To do:
a. According to the article on microRNA targets, what share of our genes did Lewis, Burge and Bartel estimate might be regulated by miRNAs?
b. Copy the article on microRNA targets word for word, from "The task will" to "of Pennsylvania, Philadelphia.".

Having helped to identify many miRNAs, Christopher Burge and his colleagues at the Massachusetts Institute of Technology are one of many teams now tackling an even bigger job — to find out which genes are regulated by the known miRNAs, and how they fit into physiological pathways.

James Carrington: taking a systems look at miRNA.

Finding targets begins computationally, using the TargetScan algorithms developed by Benjamin Lewis working with Burge and with David Bartel at the Whitehead Institute for Biomedical Research in Cambridge, Massachusetts. These algorithms “rely on evolutionary conservation of segments complementary to the microRNA ‘seed’ region in the 3′ untranslated regions of orthologous genes from multiple vertebrate organisms”, says Burge. The seed region, six or seven bases at the 5′ end of the miRNA, is thought to be key to specifying which genes an miRNA will regulate. Targets have been verified in Bartel's lab using a dual luciferase reporter system, which measures the effect of predicted miRNA interaction sites on protein production in cultured human cells. In a computational analysis published earlier this year, Lewis, Burge and Bartel estimated that more than a third of our genes might be regulated by miRNAs.

The task will be complicated by the fact that an miRNA may regulate as many as 200 genes, according to a computational study by Nikolaus Rajewsky and his colleagues at New York University and Rockefeller University, using their PicTar algorithm to identify miRNA targets. Other software for miRNA target prediction includes miRANDA from Anton Enright and his colleagues at the Memorial Sloan-Kettering Cancer Center in New York and DIANA-microT from Artemis Hatzigorgeou and Axel Bernal at the University of Pennsylvania, Philadelphia.

Frank Slack's team at Yale University uses in situ hybridization, northern blots and fluorescent protein fusions to find when and where miRNAs and their targets are expressed. “We use genetics and RNA interference to reduce the expression of potential targets to see if we suppress the effects of a mutation in the corresponding miRNA, and use reporter gene assays to test if the miRNA-complementary sites function in gene regulation,” he says.

“The classic tools of developmental biology and physiology are needed to correlate miRNA expression and targeting to biological function,” agrees James Carrington at Oregon State University, Corvallis, who is looking at pathways regulated by miRNAs in Arabidopsis. “miRNA sensors involving miRNA target sites within gene constructs expressing a fluorescent protein are quite useful in understanding spatial and temporal miRNA expression and activity patterns,” he says. But to address the question of how miRNAs integrate with cellular pathways, “the more quantitative approaches using the tools of systems biology and computational analysis are the trend in this lab”, he says.

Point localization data

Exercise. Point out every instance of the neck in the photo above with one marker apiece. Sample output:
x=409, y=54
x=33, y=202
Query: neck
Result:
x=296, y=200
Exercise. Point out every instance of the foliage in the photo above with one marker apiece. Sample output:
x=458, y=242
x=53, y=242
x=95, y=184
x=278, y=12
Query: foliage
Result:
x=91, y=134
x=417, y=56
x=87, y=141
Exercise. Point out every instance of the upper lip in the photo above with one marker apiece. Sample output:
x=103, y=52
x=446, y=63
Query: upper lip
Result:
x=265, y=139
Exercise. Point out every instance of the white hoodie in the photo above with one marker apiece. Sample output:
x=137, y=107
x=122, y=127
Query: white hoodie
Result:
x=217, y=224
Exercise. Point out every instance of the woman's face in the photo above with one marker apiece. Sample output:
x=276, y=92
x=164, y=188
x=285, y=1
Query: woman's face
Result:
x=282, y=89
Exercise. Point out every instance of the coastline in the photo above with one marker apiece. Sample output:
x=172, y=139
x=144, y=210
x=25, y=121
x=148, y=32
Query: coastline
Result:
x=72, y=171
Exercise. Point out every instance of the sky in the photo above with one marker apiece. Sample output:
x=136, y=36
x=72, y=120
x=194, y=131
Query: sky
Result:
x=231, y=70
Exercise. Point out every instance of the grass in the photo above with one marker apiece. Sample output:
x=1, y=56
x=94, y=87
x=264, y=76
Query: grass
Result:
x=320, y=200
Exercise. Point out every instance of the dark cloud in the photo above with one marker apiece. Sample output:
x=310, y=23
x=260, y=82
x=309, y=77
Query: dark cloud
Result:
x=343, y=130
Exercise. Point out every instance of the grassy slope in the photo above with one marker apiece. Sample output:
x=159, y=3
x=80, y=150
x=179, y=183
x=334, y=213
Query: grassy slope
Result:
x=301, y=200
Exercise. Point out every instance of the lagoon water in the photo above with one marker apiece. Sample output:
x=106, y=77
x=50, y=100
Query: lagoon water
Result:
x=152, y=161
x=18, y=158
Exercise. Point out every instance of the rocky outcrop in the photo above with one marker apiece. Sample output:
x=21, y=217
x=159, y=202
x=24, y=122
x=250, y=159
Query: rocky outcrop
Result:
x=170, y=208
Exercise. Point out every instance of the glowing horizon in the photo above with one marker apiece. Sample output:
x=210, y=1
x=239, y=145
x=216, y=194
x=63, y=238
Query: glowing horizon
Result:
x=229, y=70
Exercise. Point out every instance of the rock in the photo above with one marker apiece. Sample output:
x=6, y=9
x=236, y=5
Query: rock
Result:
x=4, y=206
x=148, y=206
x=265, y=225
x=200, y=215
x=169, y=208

Activity answers:
a. More than a third of our genes.

b.
The task will be complicated by the fact that an miRNA may regulate as many as 200 genes, according to a computational study by Nikolaus Rajewsky and his colleagues at New York University and Rockefeller University, using their PicTar algorithm to identify miRNA targets. Other software for miRNA target prediction includes miRANDA from Anton Enright and his colleagues at the Memorial Sloan-Kettering Cancer Center in New York and DIANA-microT from Artemis Hatzigorgeou and Axel Bernal at the University of Pennsylvania, Philadelphia.